Task directions – Copy the material below word for word, keeping every line unchanged and in the same order.

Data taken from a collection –
╭──

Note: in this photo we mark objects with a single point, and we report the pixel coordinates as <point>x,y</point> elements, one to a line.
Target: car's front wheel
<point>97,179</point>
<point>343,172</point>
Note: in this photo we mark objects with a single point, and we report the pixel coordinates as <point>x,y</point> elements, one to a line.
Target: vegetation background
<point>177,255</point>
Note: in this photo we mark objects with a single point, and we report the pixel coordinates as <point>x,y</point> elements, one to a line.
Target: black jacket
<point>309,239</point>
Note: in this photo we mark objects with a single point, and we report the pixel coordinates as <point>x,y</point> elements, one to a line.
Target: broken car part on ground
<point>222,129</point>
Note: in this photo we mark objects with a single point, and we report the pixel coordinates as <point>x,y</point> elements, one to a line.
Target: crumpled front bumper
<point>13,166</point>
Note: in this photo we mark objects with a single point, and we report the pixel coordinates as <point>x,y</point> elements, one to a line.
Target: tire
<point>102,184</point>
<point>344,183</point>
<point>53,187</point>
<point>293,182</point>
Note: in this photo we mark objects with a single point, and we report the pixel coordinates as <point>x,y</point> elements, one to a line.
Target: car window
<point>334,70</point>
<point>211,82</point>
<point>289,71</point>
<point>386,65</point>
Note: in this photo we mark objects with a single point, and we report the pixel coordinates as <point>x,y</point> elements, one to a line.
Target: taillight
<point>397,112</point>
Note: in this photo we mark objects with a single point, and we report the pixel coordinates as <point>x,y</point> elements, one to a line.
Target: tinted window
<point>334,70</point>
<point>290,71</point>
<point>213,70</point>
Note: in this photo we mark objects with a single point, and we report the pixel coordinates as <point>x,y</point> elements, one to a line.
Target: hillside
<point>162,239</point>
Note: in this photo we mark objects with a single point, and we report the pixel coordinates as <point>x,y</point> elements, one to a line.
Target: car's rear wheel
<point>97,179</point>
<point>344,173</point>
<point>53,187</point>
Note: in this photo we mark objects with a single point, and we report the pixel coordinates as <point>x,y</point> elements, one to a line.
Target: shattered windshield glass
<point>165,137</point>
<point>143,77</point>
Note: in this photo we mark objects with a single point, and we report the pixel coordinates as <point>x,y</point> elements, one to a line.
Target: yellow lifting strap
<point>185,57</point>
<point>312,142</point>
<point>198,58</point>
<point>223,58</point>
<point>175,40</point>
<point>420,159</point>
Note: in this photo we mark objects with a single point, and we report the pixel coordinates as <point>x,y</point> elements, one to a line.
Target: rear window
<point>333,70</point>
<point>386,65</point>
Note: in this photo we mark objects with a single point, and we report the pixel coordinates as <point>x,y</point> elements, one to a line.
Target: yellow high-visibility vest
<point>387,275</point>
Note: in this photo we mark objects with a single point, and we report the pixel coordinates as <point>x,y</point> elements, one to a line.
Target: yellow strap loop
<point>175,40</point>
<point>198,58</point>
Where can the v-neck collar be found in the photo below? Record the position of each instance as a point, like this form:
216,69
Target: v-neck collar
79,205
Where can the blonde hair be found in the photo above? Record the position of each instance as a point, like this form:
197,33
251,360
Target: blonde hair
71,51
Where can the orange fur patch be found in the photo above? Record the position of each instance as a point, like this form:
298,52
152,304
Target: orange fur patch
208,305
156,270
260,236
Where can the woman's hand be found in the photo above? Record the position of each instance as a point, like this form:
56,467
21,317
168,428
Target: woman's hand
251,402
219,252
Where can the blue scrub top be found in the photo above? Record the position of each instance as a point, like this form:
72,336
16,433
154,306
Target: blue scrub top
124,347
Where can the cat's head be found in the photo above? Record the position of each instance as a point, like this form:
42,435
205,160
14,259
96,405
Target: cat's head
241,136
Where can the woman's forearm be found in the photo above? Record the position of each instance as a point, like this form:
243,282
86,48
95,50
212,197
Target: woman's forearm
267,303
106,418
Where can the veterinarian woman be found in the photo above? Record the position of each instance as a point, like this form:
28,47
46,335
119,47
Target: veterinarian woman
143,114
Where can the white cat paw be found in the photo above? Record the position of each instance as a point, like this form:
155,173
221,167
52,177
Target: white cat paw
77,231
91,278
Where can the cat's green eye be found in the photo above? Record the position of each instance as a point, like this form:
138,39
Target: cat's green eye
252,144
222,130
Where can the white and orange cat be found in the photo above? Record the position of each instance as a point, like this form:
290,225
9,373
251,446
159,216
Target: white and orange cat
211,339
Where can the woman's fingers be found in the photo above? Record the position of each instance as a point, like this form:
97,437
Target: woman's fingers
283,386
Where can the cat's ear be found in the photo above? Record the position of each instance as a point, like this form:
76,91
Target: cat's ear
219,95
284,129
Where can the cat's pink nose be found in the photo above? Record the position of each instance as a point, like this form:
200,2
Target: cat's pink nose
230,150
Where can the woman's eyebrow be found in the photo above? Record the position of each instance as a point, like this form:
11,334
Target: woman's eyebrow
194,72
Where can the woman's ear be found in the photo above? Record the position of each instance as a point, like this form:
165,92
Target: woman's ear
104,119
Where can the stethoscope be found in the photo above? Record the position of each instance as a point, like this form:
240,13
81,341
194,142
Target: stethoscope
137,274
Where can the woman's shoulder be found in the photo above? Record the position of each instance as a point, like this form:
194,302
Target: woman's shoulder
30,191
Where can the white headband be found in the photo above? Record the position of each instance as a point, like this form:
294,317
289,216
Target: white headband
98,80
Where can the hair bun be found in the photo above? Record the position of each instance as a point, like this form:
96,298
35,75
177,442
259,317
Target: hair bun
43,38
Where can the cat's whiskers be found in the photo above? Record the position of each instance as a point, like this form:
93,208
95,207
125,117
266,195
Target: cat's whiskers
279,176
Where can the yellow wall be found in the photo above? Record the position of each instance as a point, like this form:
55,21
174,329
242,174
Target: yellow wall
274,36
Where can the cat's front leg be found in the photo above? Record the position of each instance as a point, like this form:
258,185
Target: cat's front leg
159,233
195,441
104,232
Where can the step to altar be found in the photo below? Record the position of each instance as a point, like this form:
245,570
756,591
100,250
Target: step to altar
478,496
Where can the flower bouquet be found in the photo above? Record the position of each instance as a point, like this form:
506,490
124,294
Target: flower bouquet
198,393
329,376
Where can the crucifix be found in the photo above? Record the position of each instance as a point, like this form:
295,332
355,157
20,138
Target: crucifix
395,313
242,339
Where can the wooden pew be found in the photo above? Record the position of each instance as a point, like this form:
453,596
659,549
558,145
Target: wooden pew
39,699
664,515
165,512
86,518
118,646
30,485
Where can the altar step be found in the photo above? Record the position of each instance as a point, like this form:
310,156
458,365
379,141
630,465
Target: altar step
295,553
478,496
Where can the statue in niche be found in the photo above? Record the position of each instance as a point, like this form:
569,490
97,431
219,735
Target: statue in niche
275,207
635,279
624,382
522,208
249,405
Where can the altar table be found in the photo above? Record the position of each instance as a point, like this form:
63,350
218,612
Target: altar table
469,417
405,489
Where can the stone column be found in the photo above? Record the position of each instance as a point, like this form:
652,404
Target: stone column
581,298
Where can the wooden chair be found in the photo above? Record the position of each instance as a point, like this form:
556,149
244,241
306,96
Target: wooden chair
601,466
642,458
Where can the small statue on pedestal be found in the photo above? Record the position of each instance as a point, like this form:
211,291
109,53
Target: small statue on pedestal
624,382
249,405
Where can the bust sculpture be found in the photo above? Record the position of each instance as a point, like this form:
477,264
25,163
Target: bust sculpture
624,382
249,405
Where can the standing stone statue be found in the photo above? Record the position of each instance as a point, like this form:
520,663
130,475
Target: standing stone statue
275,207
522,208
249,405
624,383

╰──

Answer to this exercise –
Note: in this photo we mark objects with a single point, and we report the pixel coordinates as <point>x,y</point> elements, one to a line.
Target: car's front wheel
<point>97,179</point>
<point>343,172</point>
Note: in this photo we mark objects with a single point, and we report the pixel coordinates as <point>x,y</point> elements, one to a line.
Target: vegetation background
<point>177,255</point>
Note: in this photo we mark objects with a single point, and we report the pixel coordinates as <point>x,y</point> elements, one to a line.
Target: black jacket
<point>309,239</point>
Note: in this photo we mark objects with a single point, and we report the pixel coordinates as <point>x,y</point> elements, one to a line.
Target: broken car part on ground
<point>222,129</point>
Note: in this photo we mark objects with a single point, and we report the pixel coordinates as <point>x,y</point> elements, one to a line.
Target: crumpled front bumper
<point>13,166</point>
Note: in this photo we mark objects with a single point, and we report the pixel coordinates as <point>x,y</point> elements, one to a line.
Target: tire
<point>102,184</point>
<point>344,183</point>
<point>53,187</point>
<point>293,182</point>
Note: in this photo we mark objects with a single point, and we report the pixel coordinates as <point>x,y</point> elements, one to a line.
Target: car window
<point>334,70</point>
<point>211,82</point>
<point>289,71</point>
<point>386,65</point>
Note: in this photo we mark objects with a single point, and we report the pixel coordinates as <point>x,y</point> elements, one to a line.
Target: taillight
<point>397,112</point>
Note: in this photo we mark objects with a single point, and we report the pixel coordinates as <point>x,y</point> elements, one to a line.
Target: tinted window
<point>334,70</point>
<point>290,71</point>
<point>213,70</point>
Note: in this photo we mark objects with a single point, and we report the pixel coordinates as <point>x,y</point> elements, one to a line.
Target: hillside
<point>162,239</point>
Note: in this photo we mark objects with a single point, and we report the pixel coordinates as <point>x,y</point> elements, one to a line.
Target: car's rear wheel
<point>97,179</point>
<point>344,173</point>
<point>53,187</point>
Note: in this photo we mark objects with a single point, and we report the pixel coordinates as <point>x,y</point> elements, one to a line.
Target: shattered windshield glass
<point>165,137</point>
<point>143,77</point>
Note: in this photo we mark objects with a single point, and we report the pixel coordinates as <point>x,y</point> elements, one to a line.
Target: yellow lifting strap
<point>185,57</point>
<point>312,142</point>
<point>198,58</point>
<point>223,58</point>
<point>175,40</point>
<point>420,159</point>
Note: in this photo we mark objects with a single point, and we report the pixel coordinates as <point>x,y</point> elements, one to a line.
Target: rear window
<point>333,70</point>
<point>386,65</point>
Note: in this photo we mark objects with a single point, and we report the pixel coordinates as <point>x,y</point> elements, one to a line.
Target: yellow high-visibility vest
<point>387,275</point>
Note: in this photo we mark objects with a single point, and we report the pixel coordinates as <point>x,y</point> elements, one to a line.
Target: yellow strap loop
<point>175,40</point>
<point>198,58</point>
Where can the v-neck collar be found in the photo below? Record the position of each instance as a point, like this form:
216,69
Target: v-neck collar
79,205
Where can the blonde hair be found in the photo above? Record the position of each instance as a point, like this form:
197,33
251,360
Target: blonde hair
71,51
Where can the orange fur patch be found in the photo above? Record the position of each instance as a point, like this form:
298,52
152,304
Target: orange fur patch
208,305
156,270
260,236
Where can the woman's hand be found in the photo above? Record the position of each instance as a point, like this form:
56,467
21,317
168,428
Target: woman's hand
251,402
219,252
Where can the blue scrub top be found in the photo above? Record the position of each instance as a point, like this form:
72,336
16,433
154,306
Target: blue scrub top
124,347
Where can the cat's head be found in the photo above? Record the position of each instance as a point, like this form:
42,435
205,160
14,259
96,405
Target: cat's head
241,136
Where can the woman's forearm be found in the photo above? Record the position of each instance as a point, like this form:
243,282
86,48
95,50
212,197
Target: woman's forearm
267,303
106,418
Where can the veterinarian woman be found in the photo above? Record the position of each instance as a point, like this form:
28,47
46,335
119,47
Target: veterinarian woman
143,114
Where can the white cat paw be found in the photo above? Record the position of each instance as a point, like this form:
155,173
221,167
52,177
Target: white cat paw
77,231
91,278
Where can the cat's green eye be found in the photo above? Record the position of each instance as a point, like this form:
138,39
Target: cat's green eye
252,144
222,130
Where can the white and orange cat be found in the photo above? Record the position of each instance as a point, like this form:
290,225
9,373
251,446
159,216
Target: white and orange cat
211,339
Where can the woman's fingers be found in the photo above? Record the position of each instance as a point, like this form:
97,437
Target: woman's fingers
283,386
Where can the cat's ear be found in the photo above? Record the position of each instance as a point, like this form:
76,91
Target: cat's ear
219,95
284,129
Where can the cat's pink nose be found in the photo above? Record the position of each instance as a point, like this form:
200,2
Target: cat's pink nose
230,150
Where can the woman's eyebrow be found in the photo above? Record the position of each instance as a point, like this form:
11,334
Target: woman's eyebrow
194,72
Where can the woman's ear be found in the photo above? Record the position of each instance as a point, like this form:
165,92
Target: woman's ear
104,119
Where can the stethoscope be found in the photo above? Record the position of each instance as a point, like this form:
240,13
81,341
194,142
Target: stethoscope
137,274
Where can the woman's shoulder be found in the photo above? Record the position of each instance as a point, like this form:
194,302
Target: woman's shoulder
30,191
Where can the white headband be found in the photo above? Record the position of each instance as a point, like this form:
294,317
289,216
Target: white headband
98,80
Where can the hair bun be found in the photo above? Record the position of each instance as a point, like this form:
96,298
35,75
177,442
259,317
Target: hair bun
43,38
Where can the cat's whiskers be found in the photo above? Record the position of each instance as a point, like this form:
93,208
95,207
125,117
266,195
Target: cat's whiskers
279,176
Where can the yellow wall be found in the photo above? Record the position of each instance as a point, like this form:
55,21
174,329
242,174
Target: yellow wall
274,36
Where can the cat's front leg be found in the photo above? Record the position of each instance as a point, like this form:
258,185
Target: cat's front leg
159,233
195,441
104,232
Where can the step to altar be found in the photo below? Record the position of each instance as a point, like this form:
245,570
756,591
100,250
Target: step to altar
478,496
Where can the flower bouquet be found in the photo above? Record the position of each instance as a point, like this form:
506,490
124,294
Target: flower bouquet
198,393
329,376
Where can the crucifix be found in the photo above? Record the position of each instance as a point, like this form:
295,332
355,157
20,138
Target: crucifix
395,313
242,339
Where can the wooden pew be found in the photo above? Record the position of each instance as a point, like this form:
453,596
659,549
558,145
Target: wooden pew
39,699
664,515
165,512
86,518
118,646
30,485
Where can the altar step be found in the photo above? Record the position of each instance as a point, like this form:
310,156
458,365
379,141
630,465
Target: altar step
295,553
478,496
Where can the statue in niche be found in the photo above? Record the position of each instance as a point, like this form:
569,490
97,431
219,735
Target: statue in niche
275,207
635,279
624,382
522,208
249,405
Where can the altar table be found in the photo above? Record the position of each instance as a point, like this form:
63,350
218,612
Target: altar table
469,417
405,489
Where can the stone column be found in the photo above? Record the position of each instance as a point, like this form:
652,404
Target: stone column
581,298
Where can the wooden chair be found in the photo above? Record the position of each instance as a point, like this form:
556,149
244,241
306,96
Target: wooden chair
601,466
642,458
Where can the small statue on pedestal be found in the photo above? Record the position of each instance as a point, like this form:
211,291
109,53
Target: small statue on pedestal
624,382
249,405
Where can the bust sculpture be found in the photo above? Record the position of each instance as a point, like this form:
477,264
25,163
Target: bust sculpture
624,382
249,405
Where can the standing stone statue be found in the photo above? Record the position of each instance as a point, like this form:
520,663
130,475
Target: standing stone statue
275,207
522,208
249,405
624,383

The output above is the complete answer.